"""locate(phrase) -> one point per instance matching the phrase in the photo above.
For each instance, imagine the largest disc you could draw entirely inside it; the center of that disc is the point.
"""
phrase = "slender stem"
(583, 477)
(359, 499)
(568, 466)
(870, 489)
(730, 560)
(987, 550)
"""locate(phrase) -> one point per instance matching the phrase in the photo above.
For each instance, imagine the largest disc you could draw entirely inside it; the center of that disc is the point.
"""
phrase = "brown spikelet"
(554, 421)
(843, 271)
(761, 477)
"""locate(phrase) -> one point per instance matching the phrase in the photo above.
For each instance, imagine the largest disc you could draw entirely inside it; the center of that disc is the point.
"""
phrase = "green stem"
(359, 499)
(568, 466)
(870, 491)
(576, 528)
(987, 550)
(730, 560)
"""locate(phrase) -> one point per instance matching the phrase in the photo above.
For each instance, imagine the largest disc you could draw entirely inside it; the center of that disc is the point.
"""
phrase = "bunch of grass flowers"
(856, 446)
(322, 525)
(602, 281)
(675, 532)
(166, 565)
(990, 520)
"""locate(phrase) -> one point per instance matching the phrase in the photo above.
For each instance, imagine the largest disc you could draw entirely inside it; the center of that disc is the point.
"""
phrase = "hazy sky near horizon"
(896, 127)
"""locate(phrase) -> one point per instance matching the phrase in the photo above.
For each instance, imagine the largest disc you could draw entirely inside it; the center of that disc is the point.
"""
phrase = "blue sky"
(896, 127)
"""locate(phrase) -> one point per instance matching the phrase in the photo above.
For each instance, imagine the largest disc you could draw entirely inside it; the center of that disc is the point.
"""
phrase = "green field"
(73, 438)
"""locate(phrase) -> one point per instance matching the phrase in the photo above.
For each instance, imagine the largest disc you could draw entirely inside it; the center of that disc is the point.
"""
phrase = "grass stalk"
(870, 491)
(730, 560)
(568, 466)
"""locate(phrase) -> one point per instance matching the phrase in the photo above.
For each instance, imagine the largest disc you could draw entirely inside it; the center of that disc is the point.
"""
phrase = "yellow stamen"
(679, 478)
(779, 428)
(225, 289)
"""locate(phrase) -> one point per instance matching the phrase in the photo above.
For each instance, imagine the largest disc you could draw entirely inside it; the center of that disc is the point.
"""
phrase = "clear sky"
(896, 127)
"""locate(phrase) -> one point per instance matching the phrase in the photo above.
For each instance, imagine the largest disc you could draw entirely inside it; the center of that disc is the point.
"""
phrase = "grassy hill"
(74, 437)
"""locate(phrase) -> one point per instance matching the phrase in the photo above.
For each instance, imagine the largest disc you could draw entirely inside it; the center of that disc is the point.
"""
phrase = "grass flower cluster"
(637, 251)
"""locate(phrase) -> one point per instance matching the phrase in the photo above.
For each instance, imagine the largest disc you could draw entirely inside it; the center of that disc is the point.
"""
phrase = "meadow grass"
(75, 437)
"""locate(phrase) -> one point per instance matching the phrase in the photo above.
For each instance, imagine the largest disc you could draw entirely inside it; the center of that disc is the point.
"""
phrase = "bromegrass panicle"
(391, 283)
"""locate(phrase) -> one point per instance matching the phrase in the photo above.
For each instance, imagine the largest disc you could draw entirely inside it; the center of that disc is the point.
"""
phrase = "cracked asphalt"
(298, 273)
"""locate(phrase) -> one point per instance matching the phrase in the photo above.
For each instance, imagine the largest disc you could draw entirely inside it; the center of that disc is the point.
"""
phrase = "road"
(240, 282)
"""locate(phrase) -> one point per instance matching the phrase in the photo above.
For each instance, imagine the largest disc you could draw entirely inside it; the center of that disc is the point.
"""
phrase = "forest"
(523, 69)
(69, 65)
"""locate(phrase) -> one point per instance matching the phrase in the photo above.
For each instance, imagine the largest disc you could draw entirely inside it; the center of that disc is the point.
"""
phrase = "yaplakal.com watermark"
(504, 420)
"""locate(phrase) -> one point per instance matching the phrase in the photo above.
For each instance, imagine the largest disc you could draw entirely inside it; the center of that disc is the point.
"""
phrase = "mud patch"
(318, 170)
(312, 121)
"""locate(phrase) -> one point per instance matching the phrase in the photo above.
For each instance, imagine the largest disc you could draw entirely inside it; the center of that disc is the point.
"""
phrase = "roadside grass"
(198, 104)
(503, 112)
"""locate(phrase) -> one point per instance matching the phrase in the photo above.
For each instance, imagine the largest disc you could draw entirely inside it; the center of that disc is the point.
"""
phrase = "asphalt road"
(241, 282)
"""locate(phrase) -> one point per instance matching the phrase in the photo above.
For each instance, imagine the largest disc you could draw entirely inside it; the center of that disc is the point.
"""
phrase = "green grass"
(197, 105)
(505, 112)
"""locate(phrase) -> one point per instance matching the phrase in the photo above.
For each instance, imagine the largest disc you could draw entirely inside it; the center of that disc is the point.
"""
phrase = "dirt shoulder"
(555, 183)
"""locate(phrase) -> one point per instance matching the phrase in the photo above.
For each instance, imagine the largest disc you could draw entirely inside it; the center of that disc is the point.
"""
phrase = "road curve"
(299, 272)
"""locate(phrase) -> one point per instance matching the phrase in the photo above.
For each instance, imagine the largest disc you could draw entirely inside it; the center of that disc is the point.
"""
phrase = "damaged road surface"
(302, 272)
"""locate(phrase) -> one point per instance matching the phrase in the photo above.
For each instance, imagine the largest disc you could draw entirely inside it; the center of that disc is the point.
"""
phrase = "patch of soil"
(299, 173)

────

What the task requires:
Write out the records once more, precisely as they stand.

Result of this task:
"""locate(phrase) -> one point per instance matching the phrase in the photo above.
For each instance, imagine the largest disc you could draw entirely inside it; the center of that disc is the point.
"""
phrase = "slender stem"
(583, 477)
(359, 499)
(568, 466)
(870, 489)
(730, 560)
(987, 550)
"""locate(phrase) -> one point per instance matching the phrase in the photo above.
For each instance, imagine the largest disc you could draw entirely inside it; the center of that disc is the point.
"""
phrase = "brown spikelet"
(554, 421)
(843, 271)
(761, 477)
"""locate(phrase) -> one point per instance matching the phrase in the photo above.
For each instance, imagine the largest disc you could draw entirely inside it; the center of that disc is the point.
"""
phrase = "green stem"
(359, 499)
(568, 466)
(870, 491)
(576, 528)
(987, 550)
(730, 560)
"""locate(phrase) -> one point per instance matching the phrase in the photo above.
For each instance, imagine the largest disc you could draw entirely inside it; the center of that disc is the point.
"""
phrase = "bunch of grass flowers"
(856, 446)
(322, 525)
(602, 281)
(675, 532)
(166, 565)
(990, 520)
"""locate(phrase) -> one point per instance matching the phrase in the photo above.
For each instance, imagine the largest disc you could draw entirely inside it; the center of that disc is the point.
"""
phrase = "hazy sky near horizon"
(896, 127)
"""locate(phrase) -> one point per instance matching the phrase in the photo above.
For each instance, imagine the largest disc you could draw entirely inside it; the center of that disc is the point.
"""
phrase = "blue sky"
(896, 127)
"""locate(phrase) -> one point per instance matching the phrase in the photo above.
For each instance, imagine the largest disc you could draw entirely inside it; the center of that disc is the point.
"""
phrase = "green field"
(73, 438)
"""locate(phrase) -> one point per instance matching the phrase in the photo above.
For each instance, imagine the largest disc you could draw entirely inside it; the center of that disc is the point.
"""
phrase = "grass stalk"
(870, 491)
(730, 560)
(568, 466)
"""locate(phrase) -> one point per instance matching the phrase in the photo above.
For each instance, imagine the largest disc you could draw entirely inside it; the center of that disc is the point.
"""
phrase = "yellow stamen"
(679, 478)
(779, 428)
(225, 289)
"""locate(phrase) -> one point per instance matching the phrase in the photo above.
For each instance, imagine the largest disc you could draw entirely inside it; the center of that disc is the point.
"""
phrase = "clear sky"
(896, 127)
"""locate(phrase) -> one point per instance matching the phrase in the photo above.
For each instance, imagine the largest disc you could draw entirely inside it; the center of that disc is the point.
"""
phrase = "grassy hill"
(74, 437)
"""locate(phrase) -> one point per instance matching the phrase in the photo above.
For each instance, imagine the largest disc you could draw entirely inside it; the center of that disc is the point.
"""
phrase = "grass flower cluster"
(637, 251)
"""locate(phrase) -> one point per instance matching the phrase in the photo above.
For each instance, imagine the largest disc you could draw entirely inside it; the center of that disc is the point.
"""
phrase = "meadow grass"
(75, 437)
"""locate(phrase) -> one point per instance matching the phrase in the photo above.
For each instance, imagine the largest disc you could draw entirely inside it; the center of that disc is the point.
"""
phrase = "bromegrass panicle"
(391, 283)
"""locate(phrase) -> one point per instance matching the phrase in the photo above.
For each instance, imagine the largest disc you could draw entirely inside it; the center of that disc is the point.
"""
phrase = "cracked asphalt"
(298, 273)
"""locate(phrase) -> one point per instance matching the phrase in the photo above.
For each instance, imagine the largest disc you could draw entirely inside it; the center of that disc is the point.
"""
phrase = "road"
(240, 282)
"""locate(phrase) -> one point per instance matching the phrase in the photo above.
For each instance, imagine the largest disc you could draw entirely inside it; the center of that disc is the point.
"""
phrase = "forest"
(523, 69)
(69, 65)
"""locate(phrase) -> one point per instance matching the phrase in the photo above.
For each instance, imagine the largest disc you could draw entirely inside it; the center of that disc is the point.
"""
phrase = "yaplakal.com watermark"
(504, 420)
"""locate(phrase) -> one point per instance matching the phrase in the photo above.
For each instance, imagine the largest disc you could draw entirely inside it; the center of that disc is the point.
"""
phrase = "mud patch"
(318, 170)
(312, 121)
"""locate(phrase) -> one point per instance matching the phrase in the photo above.
For each instance, imagine the largest disc you could draw entirely inside it; the center of that disc is the point.
"""
phrase = "roadside grass"
(198, 104)
(503, 112)
"""locate(phrase) -> one point per instance matching the phrase in the photo above.
For each instance, imagine the largest disc you could draw entirely inside it; the center of that disc is the point.
"""
phrase = "asphalt road"
(241, 282)
"""locate(phrase) -> one point per instance matching the phrase in the photo above.
For each instance, imagine the largest disc you could draw entirely inside it; the center of that disc is the point.
"""
phrase = "green grass"
(197, 105)
(505, 112)
"""locate(phrase) -> one point per instance matching the phrase in the photo above.
For each instance, imagine the largest disc you could draw entirely inside it; the center of that disc is the point.
"""
phrase = "dirt shoulder"
(555, 183)
"""locate(phrase) -> one point per instance matching the phrase in the photo above.
For each instance, imagine the largest disc you could draw entirely inside it; the center of that disc is the point.
"""
phrase = "road curve"
(299, 272)
"""locate(phrase) -> one point per instance matching the phrase in the photo above.
For each instance, imagine the largest disc you could draw entirely inside it; the center of that disc is the point.
"""
phrase = "damaged road surface"
(302, 272)
"""locate(phrase) -> one point per instance matching the phrase in the photo above.
For each instance, imagine the largest disc you could draw entirely inside it; the center of that disc is the point.
"""
phrase = "patch of soil"
(299, 173)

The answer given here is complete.